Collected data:
----------

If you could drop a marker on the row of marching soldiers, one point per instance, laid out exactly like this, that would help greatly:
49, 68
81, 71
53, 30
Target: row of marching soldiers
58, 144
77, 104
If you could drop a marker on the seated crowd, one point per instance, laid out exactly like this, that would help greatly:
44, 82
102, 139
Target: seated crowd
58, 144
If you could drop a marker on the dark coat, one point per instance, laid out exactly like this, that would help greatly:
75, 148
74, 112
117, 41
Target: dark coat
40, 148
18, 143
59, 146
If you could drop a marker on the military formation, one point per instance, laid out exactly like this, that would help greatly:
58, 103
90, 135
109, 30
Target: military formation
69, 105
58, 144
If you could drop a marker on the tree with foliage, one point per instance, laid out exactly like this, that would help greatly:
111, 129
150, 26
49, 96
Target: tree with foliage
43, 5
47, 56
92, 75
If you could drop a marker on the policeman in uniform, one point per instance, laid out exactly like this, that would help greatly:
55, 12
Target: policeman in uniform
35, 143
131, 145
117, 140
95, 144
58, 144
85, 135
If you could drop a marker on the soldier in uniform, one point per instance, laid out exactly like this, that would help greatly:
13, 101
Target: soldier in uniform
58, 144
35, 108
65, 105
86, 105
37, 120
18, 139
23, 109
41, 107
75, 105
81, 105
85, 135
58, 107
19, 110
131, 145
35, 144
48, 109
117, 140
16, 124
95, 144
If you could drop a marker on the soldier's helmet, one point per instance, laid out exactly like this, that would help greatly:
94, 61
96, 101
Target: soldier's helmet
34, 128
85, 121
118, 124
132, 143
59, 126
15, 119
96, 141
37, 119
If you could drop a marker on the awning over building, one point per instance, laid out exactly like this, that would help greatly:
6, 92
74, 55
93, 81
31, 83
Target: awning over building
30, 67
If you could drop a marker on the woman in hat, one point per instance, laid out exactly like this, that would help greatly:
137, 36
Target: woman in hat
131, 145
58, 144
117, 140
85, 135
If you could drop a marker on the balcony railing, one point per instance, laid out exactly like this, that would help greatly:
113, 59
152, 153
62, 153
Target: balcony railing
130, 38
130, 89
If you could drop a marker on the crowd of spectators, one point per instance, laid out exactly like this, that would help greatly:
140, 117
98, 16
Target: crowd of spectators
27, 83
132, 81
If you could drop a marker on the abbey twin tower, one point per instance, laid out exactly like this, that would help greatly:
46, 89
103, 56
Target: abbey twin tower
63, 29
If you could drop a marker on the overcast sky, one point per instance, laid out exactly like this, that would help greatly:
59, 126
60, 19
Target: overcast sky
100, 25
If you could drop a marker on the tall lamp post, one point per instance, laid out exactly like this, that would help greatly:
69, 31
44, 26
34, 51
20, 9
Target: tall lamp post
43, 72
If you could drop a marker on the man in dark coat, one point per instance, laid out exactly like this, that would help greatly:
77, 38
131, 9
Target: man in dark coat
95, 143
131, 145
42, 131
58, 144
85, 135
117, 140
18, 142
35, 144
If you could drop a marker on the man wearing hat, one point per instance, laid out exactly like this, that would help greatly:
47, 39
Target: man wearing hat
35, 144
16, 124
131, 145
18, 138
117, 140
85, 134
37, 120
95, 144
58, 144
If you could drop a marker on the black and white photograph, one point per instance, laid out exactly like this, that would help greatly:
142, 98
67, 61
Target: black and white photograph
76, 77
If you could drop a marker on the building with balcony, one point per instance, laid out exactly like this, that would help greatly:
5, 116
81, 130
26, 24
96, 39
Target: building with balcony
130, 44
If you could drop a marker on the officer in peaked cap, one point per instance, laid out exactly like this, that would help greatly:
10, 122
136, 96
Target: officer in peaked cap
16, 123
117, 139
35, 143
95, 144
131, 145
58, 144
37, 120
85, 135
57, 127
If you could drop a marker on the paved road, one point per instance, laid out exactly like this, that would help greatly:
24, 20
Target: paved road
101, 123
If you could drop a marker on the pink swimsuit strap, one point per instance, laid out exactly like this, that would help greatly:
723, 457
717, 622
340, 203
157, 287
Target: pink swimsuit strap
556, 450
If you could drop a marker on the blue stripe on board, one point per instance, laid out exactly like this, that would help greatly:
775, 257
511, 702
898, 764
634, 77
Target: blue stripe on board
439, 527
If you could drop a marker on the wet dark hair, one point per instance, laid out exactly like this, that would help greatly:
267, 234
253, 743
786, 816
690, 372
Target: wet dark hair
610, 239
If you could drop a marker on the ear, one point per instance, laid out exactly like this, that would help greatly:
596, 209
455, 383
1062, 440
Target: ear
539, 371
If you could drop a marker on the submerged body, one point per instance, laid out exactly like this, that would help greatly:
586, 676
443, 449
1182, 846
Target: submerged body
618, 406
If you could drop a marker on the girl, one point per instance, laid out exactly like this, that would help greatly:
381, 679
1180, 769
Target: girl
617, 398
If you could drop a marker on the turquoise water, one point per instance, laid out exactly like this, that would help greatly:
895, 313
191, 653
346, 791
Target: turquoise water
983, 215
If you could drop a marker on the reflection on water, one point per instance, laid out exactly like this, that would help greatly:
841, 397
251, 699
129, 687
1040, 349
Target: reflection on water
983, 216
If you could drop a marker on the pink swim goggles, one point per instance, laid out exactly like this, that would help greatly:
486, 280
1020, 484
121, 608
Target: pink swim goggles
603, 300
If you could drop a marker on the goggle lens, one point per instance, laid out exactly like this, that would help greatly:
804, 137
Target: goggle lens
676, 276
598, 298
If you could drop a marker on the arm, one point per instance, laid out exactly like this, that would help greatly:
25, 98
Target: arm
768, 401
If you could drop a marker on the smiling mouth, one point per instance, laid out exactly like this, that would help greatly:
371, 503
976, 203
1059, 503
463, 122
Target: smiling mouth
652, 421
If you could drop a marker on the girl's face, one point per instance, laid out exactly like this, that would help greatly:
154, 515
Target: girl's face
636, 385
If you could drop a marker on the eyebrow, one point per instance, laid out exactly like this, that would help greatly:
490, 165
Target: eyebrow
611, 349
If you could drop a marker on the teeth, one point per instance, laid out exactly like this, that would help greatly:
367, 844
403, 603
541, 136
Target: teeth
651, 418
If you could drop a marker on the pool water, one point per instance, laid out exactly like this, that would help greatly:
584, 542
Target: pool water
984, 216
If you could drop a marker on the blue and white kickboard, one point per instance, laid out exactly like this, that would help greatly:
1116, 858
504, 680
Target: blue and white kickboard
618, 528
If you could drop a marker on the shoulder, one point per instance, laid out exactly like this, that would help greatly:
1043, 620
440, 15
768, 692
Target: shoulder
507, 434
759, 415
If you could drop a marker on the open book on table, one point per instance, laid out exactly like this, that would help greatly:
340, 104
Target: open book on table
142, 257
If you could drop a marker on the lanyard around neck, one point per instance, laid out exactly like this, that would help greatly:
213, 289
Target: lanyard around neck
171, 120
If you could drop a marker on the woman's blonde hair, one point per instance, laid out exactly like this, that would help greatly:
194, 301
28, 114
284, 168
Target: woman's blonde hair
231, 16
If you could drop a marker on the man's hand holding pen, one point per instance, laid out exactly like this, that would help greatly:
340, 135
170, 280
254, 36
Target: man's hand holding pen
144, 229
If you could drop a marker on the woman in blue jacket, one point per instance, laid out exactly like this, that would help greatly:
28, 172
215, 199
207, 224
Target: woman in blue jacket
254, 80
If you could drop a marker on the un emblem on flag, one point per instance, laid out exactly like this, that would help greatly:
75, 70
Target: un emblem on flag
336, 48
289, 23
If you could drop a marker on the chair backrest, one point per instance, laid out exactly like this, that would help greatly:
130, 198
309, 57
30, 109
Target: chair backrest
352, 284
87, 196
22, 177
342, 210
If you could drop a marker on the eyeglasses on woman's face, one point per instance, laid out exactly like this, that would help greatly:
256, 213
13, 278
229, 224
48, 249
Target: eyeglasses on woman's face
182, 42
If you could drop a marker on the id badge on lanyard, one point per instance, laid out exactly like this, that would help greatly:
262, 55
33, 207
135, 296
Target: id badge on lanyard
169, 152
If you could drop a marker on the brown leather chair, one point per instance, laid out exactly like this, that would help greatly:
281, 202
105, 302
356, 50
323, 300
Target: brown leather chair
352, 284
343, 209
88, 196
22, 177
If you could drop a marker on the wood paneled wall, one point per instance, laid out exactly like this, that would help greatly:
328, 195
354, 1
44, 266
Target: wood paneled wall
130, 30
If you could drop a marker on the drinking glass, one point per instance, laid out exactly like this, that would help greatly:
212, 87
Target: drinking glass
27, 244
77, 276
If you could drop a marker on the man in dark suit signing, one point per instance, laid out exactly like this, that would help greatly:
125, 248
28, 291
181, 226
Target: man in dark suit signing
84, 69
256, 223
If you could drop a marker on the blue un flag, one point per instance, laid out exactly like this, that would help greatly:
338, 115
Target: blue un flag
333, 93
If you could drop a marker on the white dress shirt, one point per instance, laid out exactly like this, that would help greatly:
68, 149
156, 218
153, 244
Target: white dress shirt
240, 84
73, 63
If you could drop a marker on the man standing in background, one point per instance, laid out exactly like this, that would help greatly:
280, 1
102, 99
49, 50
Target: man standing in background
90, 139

----------

To do: Reproduce precisely the span of lines that begins at the line containing "suit signing, one" and ends with the last line of the listing.

The completed task:
If you could drop a marker on the man in dark suit signing, one point per instance, laid out exactly like this, that would help greatly:
125, 248
28, 291
181, 226
Target: man in dark suit signing
84, 69
256, 223
If you could drop a marker on the blue un flag, one point per instance, laid out exactly like this, that would help greatly:
338, 115
Target: blue un flag
333, 93
If you could drop a marker on the white dress shirt, one point per instance, laid out exactly like this, that would help greatly:
68, 149
156, 218
153, 244
Target: white dress shirt
240, 84
73, 63
If you could drop a marker on the man standing in background, one point per instance, laid out exactly like this, that would help greatly:
280, 1
102, 99
49, 50
Target: man standing in background
90, 139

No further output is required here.